### DOCUMENT SECTION

Reading time: 2 mins
This summary covers England and Wales
To view information that covers Scotland, please click here.

What are attachment of earnings orders?

If you owe money, your creditor might try to get an attachment of earnings order. It tells your employer to take money from your wages and give it to the court to pay a debt. A creditor can do this if they have already got a county court judgment against you.

How does it work?

The court can take money directly from your earnings if all four of the following apply: 

  • You are behind with payments on your county court judgment. 
  • You owe more than £50. 
  • You are an employee.  
  • You are not self-employed or on benefits. 

The creditor pays a fee when they apply for an attachment of earnings order. They can add this fee to your debt.  

Your employer can take £1 from your wages every time they take money out and pay it to the court. This covers the cost of administering the order. 

What should I do?

The court will ask you to fill in a form, giving: 

  • your name, address and number of dependants  
  • your employer details
  • your income and outgoings 
  • any other debts and court orders  
  • how much you can afford to pay.

You can ask the court to suspend the order. You must give a reason. For example, you can say that you might lose your job if your employer knows you are in debt.

What does the court do?

The court uses the information on the form to make an attachment of earnings order.  

The court cannot do this if your take-home pay is below a certain level. This is called the ‘protected rate’.  

The court will then send you the order in writing.  

If you have asked for the order to be suspended the court will decide if they agree with you. 

What if I disagree with the court order?

You and your creditor have 14 days to tell the court you disagree with the terms of the order. You must explain why you disagree in a letter.  

There might be a private hearing with a District Judge to consider the order. Make sure you go to the hearing. Take your personal budget and details of your other debts with you. At the hearing you can explain why the order will be hard for you to afford.

######
### STORED ROWS

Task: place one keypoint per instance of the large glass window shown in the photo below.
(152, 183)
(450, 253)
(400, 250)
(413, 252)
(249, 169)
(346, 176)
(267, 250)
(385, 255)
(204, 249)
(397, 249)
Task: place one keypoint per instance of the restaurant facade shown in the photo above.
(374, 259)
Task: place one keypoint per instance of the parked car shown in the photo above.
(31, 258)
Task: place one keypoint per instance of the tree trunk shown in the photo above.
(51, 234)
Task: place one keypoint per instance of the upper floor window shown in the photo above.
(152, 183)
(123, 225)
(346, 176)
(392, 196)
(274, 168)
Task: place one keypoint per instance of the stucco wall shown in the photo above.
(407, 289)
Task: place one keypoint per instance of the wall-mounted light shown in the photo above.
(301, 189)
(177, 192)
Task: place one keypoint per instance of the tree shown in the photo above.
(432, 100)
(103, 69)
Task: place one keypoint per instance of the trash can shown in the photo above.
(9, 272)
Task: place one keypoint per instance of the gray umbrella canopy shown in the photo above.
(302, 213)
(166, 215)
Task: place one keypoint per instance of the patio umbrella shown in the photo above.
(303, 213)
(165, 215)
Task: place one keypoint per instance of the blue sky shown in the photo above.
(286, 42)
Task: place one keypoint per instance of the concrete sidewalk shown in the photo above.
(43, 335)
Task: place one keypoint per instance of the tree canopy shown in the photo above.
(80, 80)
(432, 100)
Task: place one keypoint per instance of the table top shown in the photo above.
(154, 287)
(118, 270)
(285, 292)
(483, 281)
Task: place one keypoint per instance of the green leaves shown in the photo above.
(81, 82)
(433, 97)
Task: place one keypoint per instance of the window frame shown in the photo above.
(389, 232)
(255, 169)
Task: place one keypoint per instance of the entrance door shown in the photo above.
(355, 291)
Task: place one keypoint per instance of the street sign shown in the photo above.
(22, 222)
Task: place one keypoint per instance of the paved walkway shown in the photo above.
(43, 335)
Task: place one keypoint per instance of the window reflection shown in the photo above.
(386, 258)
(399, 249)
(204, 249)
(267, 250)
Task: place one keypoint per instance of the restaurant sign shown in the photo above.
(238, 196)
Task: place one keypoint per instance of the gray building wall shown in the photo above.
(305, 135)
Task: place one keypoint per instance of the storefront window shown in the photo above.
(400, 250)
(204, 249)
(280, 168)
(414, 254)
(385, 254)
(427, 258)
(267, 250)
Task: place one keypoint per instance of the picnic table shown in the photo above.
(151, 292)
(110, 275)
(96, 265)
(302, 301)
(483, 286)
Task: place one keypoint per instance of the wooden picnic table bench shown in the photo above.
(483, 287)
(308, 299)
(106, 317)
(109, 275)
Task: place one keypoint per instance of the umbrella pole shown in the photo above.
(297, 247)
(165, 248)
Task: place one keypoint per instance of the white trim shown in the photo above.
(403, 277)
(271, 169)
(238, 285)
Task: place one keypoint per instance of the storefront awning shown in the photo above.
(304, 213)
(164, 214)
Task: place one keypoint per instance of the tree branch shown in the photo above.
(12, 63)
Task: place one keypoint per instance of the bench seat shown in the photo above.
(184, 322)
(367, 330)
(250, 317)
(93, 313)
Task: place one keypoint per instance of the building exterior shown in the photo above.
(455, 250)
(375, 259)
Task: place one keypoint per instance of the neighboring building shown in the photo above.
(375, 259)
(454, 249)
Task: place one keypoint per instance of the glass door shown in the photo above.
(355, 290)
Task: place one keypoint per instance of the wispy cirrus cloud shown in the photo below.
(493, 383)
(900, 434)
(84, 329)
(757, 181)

######

Reproduce the passage of the attachment of earnings summary starting at "If you owe money, your" and ending at "administering the order.".

SOLUTION –
If you owe money, your creditor might try to get an attachment of earnings order. It tells your employer to take money from your wages and give it to the court to pay a debt. A creditor can do this if they have already got a county court judgment against you.

How does it work?

The court can take money directly from your earnings if all four of the following apply: 

  • You are behind with payments on your county court judgment. 
  • You owe more than £50. 
  • You are an employee.  
  • You are not self-employed or on benefits. 

The creditor pays a fee when they apply for an attachment of earnings order. They can add this fee to your debt.  

Your employer can take £1 from your wages every time they take money out and pay it to the court. This covers the cost of administering the order.